(INPUT RECORDS)

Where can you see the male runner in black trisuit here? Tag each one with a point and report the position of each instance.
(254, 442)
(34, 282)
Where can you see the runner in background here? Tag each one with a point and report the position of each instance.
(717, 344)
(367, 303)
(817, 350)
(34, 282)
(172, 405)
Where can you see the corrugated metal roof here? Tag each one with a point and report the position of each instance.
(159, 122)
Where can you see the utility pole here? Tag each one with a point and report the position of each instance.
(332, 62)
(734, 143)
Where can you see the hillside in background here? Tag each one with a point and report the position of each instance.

(End INPUT RECORDS)
(INPUT RECORDS)

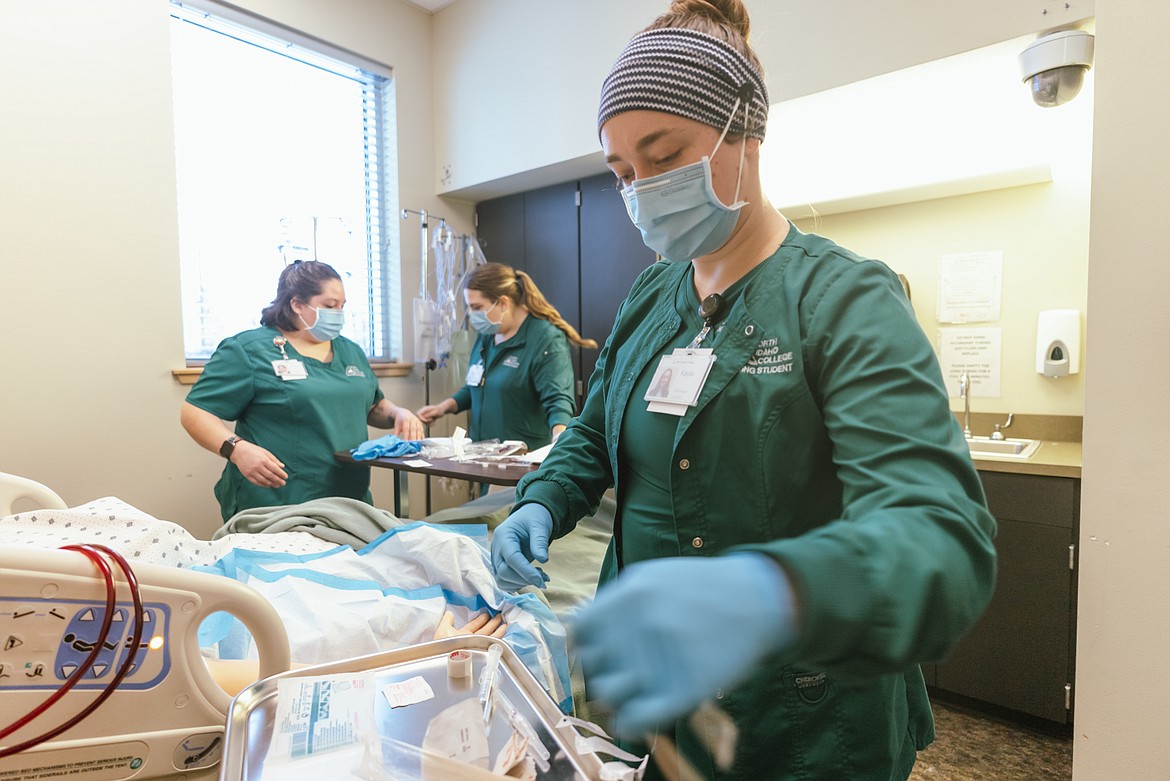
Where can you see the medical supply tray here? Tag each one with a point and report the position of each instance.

(End INPUT RECORDS)
(INPUT RECORDS)

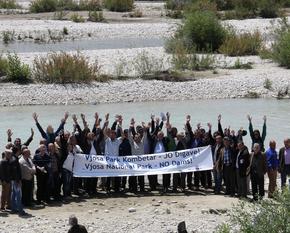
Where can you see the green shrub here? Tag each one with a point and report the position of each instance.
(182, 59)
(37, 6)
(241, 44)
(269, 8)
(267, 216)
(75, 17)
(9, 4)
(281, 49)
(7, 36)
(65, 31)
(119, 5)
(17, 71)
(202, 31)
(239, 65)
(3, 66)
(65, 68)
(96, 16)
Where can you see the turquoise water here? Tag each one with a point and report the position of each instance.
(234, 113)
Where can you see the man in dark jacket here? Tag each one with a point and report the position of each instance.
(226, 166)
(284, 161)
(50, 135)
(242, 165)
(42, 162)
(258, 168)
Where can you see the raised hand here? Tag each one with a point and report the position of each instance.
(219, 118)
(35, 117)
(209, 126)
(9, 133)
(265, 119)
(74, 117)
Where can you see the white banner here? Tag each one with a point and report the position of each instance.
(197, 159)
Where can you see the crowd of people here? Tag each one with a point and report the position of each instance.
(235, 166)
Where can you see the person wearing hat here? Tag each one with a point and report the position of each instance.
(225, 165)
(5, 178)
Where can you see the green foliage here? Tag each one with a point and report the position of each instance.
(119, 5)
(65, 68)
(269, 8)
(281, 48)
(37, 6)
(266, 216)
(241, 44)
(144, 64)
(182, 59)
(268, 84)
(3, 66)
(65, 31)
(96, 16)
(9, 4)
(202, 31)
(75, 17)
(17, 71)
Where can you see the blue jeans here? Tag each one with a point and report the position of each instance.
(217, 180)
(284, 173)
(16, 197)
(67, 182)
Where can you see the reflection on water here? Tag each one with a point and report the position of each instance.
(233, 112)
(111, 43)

(End INPUT RECORDS)

:: EXERCISE DESCRIPTION ::
Reproduce exactly the lines above from the line with "Where can you see the runner" to the line with "Where can you see the hillside", including both, and add nothing.

:: SOLUTION TO THE EXERCISE ::
Where can you see the runner in background here? Tag each one with a point and report the position of each instance.
(717, 344)
(367, 303)
(817, 350)
(34, 282)
(172, 405)
Where can you see the corrugated metal roof here? Tag each one with a point and report the position of each instance.
(159, 122)
Where can you see the utility pole here? Tag each one with a point and report the position of each instance.
(332, 62)
(734, 143)
Where can you see the hillside in background here? Tag each one with a point and report the position of each instance.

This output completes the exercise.